_SOURCE EXTRACT_
......

Bonds, 50, is a coal miner’s daughter. Until 2 1/2 years
ago, her family had lived for nine generations – starting not long after the
Revolutionary War – in and around Marfork Hollow near the Big Coal River,
about 40 miles south of Charleston. But in 2001 they moved away, saying Massey’s
round-the-clock mining had made life there impossible.
Since then, Bonds, who goes by the nickname Judy, has thrown
herself more than ever into a struggle being waged by several thousand West
Virginians to save their communities and the mountains themselves from what they
see as the relentless assault of coal companies.
Bonds has been in the thick of fights over coal company
blasting that sends small boulders crashing into homes, over collisions between
cars and overloaded coal trucks barreling along narrow mountain roads, and over
dams holding back billions of gallons of coal waste near schools. But even in
West Virginia, few knew her name.
That changed in April, when Bonds received the $125,000
Goldman Prize, the world’s premier award for grass-roots environmental
activism.
The award recognized Bonds’s work opposing
"mountaintop removal" – a growing form of strip mining that involves
blowing the tops off mountains to get at coal deposits beneath, while millions
of tons of rubble are dumped into valleys below, burying streams. Bonds calls it
"environmental insanity."
Some towns near these stupendous operations have been
abandoned, and the damage to forests, wildlife and water has environmentalists
up in arms. The battle to halt mountaintop removal, which has centered on
whether clogging waterways with mining debris violates the federal Clean Water
Act, is being waged in the federal courts and in Congress. The Bush
administration, determined to maintain coal as a key energy source, rewrote the
Clean Water Act’s rules to make mountaintop removal legal by allowing mining
waste to be dumped into waterways.
Her national award "speaks volumes for the stereotype of
hillbillies," says Bonds, who proudly calls herself one. Although she makes
only $13,800 a year as organizer for a small community group called Coal River
Mountain Watch, she is donating $49,000 of the prize to her group and its
allies.
Her determination has inspired others. "She’s very
fierce and passionate, and it comes straight from her heart … That’s
powerful," says Janet Fout of the Ohio Valley Environmental Coalition.

......

_STATED EXERCISE_
Reproduce verbatim the portion of the article on Judy Bonds that opens with the words "Since then, Bonds, who" and closes with "of coal companies.".

Entries pointing to named objects:

......

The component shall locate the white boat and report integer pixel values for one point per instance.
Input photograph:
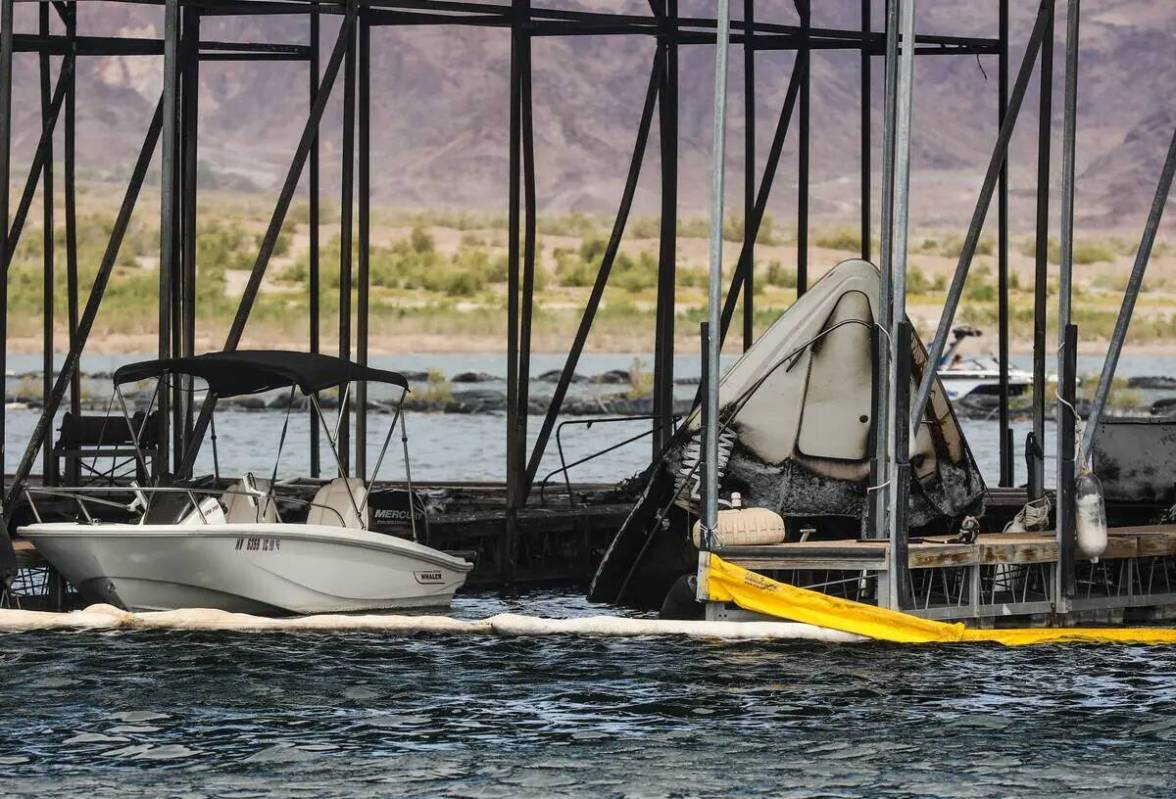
(233, 550)
(975, 377)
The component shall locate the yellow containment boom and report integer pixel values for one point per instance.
(727, 583)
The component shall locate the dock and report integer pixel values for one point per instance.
(1007, 579)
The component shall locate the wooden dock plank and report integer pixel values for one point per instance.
(939, 551)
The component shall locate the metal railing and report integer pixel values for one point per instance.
(565, 467)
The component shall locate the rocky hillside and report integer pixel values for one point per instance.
(440, 112)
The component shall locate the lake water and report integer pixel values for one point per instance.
(154, 714)
(235, 716)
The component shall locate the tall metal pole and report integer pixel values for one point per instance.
(168, 201)
(189, 101)
(346, 212)
(527, 298)
(515, 472)
(748, 172)
(1134, 286)
(866, 133)
(667, 253)
(1067, 334)
(955, 291)
(71, 208)
(313, 232)
(1041, 266)
(47, 240)
(883, 411)
(804, 54)
(7, 556)
(714, 285)
(365, 224)
(1002, 250)
(1067, 421)
(900, 328)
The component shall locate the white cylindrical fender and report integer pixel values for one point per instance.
(744, 526)
(1090, 515)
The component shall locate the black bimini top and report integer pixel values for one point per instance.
(233, 373)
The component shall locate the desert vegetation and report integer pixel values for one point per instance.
(439, 278)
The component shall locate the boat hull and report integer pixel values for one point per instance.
(261, 568)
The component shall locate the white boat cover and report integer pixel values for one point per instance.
(796, 407)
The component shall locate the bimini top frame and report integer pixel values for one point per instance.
(240, 372)
(234, 373)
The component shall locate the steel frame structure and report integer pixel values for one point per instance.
(174, 132)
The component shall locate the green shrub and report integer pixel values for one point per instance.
(635, 274)
(781, 275)
(843, 239)
(592, 250)
(421, 240)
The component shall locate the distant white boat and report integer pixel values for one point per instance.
(233, 551)
(976, 377)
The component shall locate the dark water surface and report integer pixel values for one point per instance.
(159, 714)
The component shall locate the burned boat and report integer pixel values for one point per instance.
(795, 438)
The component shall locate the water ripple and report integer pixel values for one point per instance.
(369, 716)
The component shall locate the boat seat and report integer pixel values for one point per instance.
(334, 506)
(242, 507)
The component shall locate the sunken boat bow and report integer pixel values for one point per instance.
(795, 437)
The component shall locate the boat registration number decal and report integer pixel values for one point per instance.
(258, 544)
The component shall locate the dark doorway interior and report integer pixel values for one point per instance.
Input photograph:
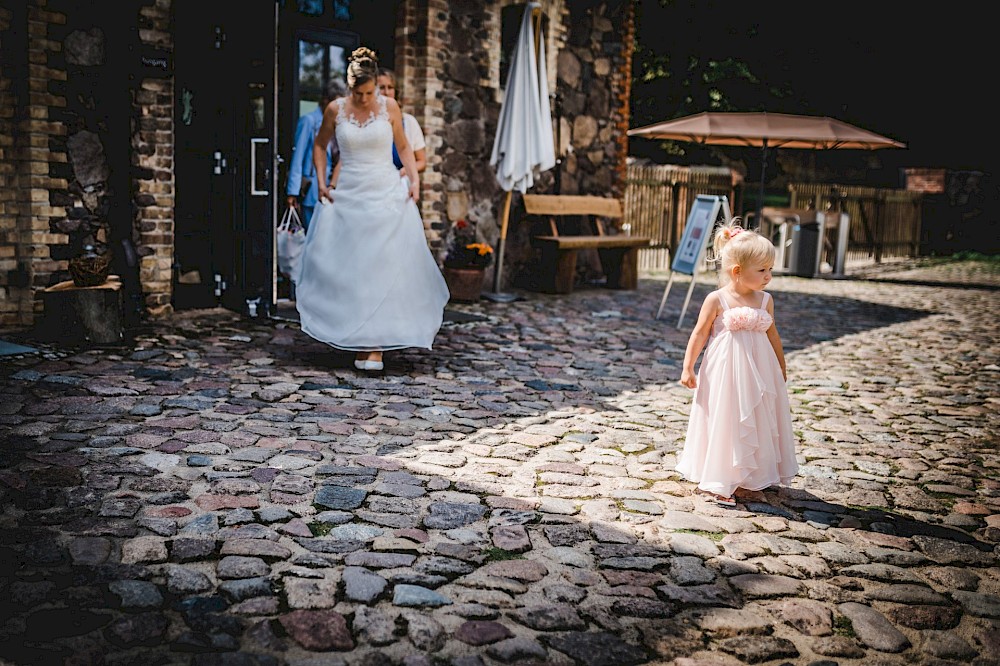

......

_RESULT OF THIS TASK_
Since then, Bonds, who goes by the nickname Judy, has thrown
herself more than ever into a struggle being waged by several thousand West
Virginians to save their communities and the mountains themselves from what they
see as the relentless assault of coal companies.